■ Task inputs

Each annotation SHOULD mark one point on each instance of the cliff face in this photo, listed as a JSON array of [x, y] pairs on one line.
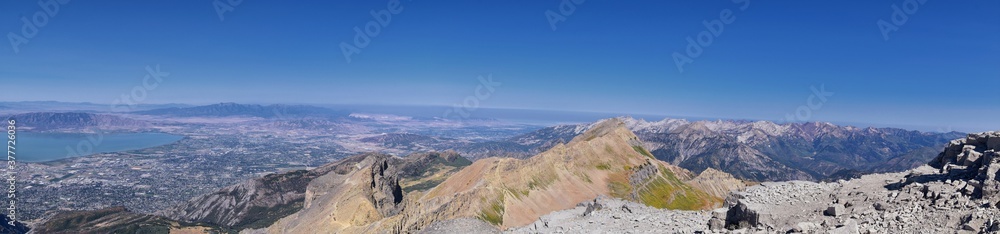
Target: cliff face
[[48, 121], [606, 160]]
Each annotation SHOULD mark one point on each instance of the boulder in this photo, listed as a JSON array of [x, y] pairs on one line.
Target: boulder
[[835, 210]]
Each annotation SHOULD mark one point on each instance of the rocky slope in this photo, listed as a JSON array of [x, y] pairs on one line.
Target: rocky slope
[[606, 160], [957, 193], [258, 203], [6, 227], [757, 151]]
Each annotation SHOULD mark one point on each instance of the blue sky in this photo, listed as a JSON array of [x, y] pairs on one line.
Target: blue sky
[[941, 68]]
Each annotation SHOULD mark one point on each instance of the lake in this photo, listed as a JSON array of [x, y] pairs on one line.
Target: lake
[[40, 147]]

==

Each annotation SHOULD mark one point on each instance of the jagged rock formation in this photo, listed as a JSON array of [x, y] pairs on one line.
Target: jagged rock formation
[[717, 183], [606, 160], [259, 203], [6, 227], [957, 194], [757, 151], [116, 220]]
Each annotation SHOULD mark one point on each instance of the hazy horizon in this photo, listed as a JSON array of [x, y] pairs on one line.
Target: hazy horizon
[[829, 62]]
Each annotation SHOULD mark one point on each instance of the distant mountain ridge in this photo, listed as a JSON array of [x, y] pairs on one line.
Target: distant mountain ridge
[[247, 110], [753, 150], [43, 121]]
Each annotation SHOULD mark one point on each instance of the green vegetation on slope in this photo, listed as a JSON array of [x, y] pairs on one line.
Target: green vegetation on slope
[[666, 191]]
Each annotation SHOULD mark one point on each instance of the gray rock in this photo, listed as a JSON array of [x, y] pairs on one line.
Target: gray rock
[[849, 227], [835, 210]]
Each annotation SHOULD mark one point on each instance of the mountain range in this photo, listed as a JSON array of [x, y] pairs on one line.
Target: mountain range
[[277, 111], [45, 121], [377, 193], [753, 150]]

* * *

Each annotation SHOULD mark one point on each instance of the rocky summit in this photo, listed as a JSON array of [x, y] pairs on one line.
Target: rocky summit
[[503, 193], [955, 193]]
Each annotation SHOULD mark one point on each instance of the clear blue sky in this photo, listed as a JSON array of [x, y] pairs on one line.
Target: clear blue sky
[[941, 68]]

■ Work required
Render the entries, starting at the line that contains "of the lake" and ending at the line that contains "[[40, 147]]", as a two-column CSV headed instruction and reply. Give one row per entry, with each field quoted and line breaks replaced by spaces.

■ Result of the task
instruction,reply
"Each annotation SHOULD mark one point on each instance of the lake in this photo, listed as a JSON array of [x, y] pairs on one line. Target: lake","[[40, 147]]"